**Extrait fourni**

+-------+

Ces éléments morphologiques représentent les facteurs pronostiques de la classification AJCC (American Joint Committee on Cancer) (Balch, JCO 2009) et sont utilisés pour guider la prise en charge thérapeutique.
-› En résumé :
Stade I et II : mélanomes localisés.
Stade III : mélanomes avec métastases locorégionales cutanées ou ganglionnaires.
Stade IV : mélanomes avec métastases à distance.
LA PRISE EN CHARGE DU MÉLANOME CUTAN
Tout va dépendre du stade de classification du mélanome. Dans plus de 90 % des cas, il est diagnostiqué au stade de tumeur primitive, sans métastases. La survie à 10 ans varie alors entre 75 et 85 %. En pratique, tout diagnostic de mélanome est actuellement discuté en RCP (réunion de concertation pluridisciplinaire). C’est là que s’analyse notamment la nécessité d’avoir ou non recours à une exérèse du ganglion sentinelle et celle de l’intérêt de l’imagerie, et ce d’autant que nombre de patients ayant un mélanome vont entrer dans le cadre d’essais thérapeutiques ou de protocoles d’évaluation.
Stades I et II
Le traitement de référence est la chirurgie : après l’exérèse et le bilan d’extension, est réalisée une reprise chirurgicale pour obtenir des marges de sécurité calculées en fonction de l’indice de Breslow ; plus il est élevé plus les marges sont larges, sans dépasser 3 cm.
Le bilan d’extension est surtout clinique avec examen général complet et palpation de toutes les aires ganglionnaires. Mais en option, suivant les décisions de la RCP, une échographie locorégionale de la zone de drainage peut être faite aux stades II complétée pour le stade IIC d’une TDM abdominopelvienne, thoracique et cérébrale.
Stade III
Le stade III correspond au stade d’atteinte métastatique locorégionale ganglionnaire ou cutanée.
Le bilan d’extension est toujours complet. Le traitement est chirurgical quand il est possible.
Aucun traitement adjuvant n’est indiqué pour les patients porteurs d’un mélanome avec un Breslow ≤ 1,5 mm et N0 clinique.
Pour les patients porteurs d’un mélanome avec un Breslow › 1,5 mm et/ou N+ histologique, 3 options thérapeutiques peuvent être envisagées :
- l’absence de traitement adjuvant,
- l’interféron alpha à faible dose pendant 18 mois pour les patients sans envahissement ganglionnaire histologique,
- l’interféron alpha à haute dose pendant 1 an pour les patients présentant un envahissement ganglionnaire histologique.
Cependant l’efficacité de l’interféron en termes de survie globale est contestée, c’est pourquoi ce traitement n’est considéré que comme une option. De plus en plus d’essais thérapeutiques sont proposés aux patients avec envahissement ganglionnaire.

+-------+

**Vos tâches**
1. D'après l'extrait, dans quelle proportion des cas le mélanome est-il diagnostiqué au stade de tumeur primitive, sans métastases ?
2. Mettez à jour le passage de l'extrait qui commence par « Cependant l’efficacité de » et se termine par « avec envahissement ganglionnaire. », en remplaçant « essais thérapeutiques » par « études cliniques ».

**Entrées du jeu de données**
+-------+

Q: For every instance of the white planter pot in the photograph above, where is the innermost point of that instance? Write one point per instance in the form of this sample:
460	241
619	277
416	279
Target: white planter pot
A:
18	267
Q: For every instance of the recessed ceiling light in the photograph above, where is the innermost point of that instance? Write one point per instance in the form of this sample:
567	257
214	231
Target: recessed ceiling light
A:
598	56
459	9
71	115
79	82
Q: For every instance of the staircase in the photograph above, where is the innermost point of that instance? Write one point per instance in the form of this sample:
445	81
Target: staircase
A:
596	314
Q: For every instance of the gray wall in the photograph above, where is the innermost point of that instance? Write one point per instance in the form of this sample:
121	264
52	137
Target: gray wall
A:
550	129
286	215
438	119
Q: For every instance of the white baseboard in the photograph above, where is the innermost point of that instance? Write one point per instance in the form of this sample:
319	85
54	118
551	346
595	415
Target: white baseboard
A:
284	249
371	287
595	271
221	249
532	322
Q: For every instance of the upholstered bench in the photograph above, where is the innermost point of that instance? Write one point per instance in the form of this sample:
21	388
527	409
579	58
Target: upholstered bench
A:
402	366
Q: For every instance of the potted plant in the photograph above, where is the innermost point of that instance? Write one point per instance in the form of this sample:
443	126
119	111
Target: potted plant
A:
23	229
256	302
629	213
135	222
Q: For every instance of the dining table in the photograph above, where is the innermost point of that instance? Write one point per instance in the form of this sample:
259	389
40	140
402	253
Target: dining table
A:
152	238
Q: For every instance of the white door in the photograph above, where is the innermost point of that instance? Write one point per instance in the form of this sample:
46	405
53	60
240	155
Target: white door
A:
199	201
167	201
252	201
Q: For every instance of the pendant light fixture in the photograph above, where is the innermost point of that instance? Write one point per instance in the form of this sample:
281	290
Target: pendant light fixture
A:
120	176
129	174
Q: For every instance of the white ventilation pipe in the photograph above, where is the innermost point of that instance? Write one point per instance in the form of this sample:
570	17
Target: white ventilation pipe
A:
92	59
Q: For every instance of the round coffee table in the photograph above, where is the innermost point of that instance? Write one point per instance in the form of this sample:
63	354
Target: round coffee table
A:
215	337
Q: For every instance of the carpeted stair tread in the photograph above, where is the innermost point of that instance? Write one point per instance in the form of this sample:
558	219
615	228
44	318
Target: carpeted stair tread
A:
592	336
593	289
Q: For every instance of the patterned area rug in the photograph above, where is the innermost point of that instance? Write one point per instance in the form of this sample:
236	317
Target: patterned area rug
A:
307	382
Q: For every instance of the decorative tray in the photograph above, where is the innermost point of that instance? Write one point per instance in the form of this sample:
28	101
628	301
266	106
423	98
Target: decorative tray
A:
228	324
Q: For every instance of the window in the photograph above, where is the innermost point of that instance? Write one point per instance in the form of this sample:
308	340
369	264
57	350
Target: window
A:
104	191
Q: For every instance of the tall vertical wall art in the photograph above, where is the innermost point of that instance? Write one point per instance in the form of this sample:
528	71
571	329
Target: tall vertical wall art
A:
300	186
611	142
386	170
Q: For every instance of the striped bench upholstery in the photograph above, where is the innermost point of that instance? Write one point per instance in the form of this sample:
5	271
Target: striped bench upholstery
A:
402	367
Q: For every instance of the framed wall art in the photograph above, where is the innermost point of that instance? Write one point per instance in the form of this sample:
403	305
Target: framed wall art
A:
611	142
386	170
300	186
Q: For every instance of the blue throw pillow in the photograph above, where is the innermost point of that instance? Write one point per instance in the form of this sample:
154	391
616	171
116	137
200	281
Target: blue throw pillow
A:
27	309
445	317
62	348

+-------+

**Corrigé par tâche**
1. Dans plus de 90 % des cas.

2.
Cependant l’efficacité de l’interféron en termes de survie globale est contestée, c’est pourquoi ce traitement n’est considéré que comme une option. De plus en plus d’études cliniques sont proposés aux patients avec envahissement ganglionnaire.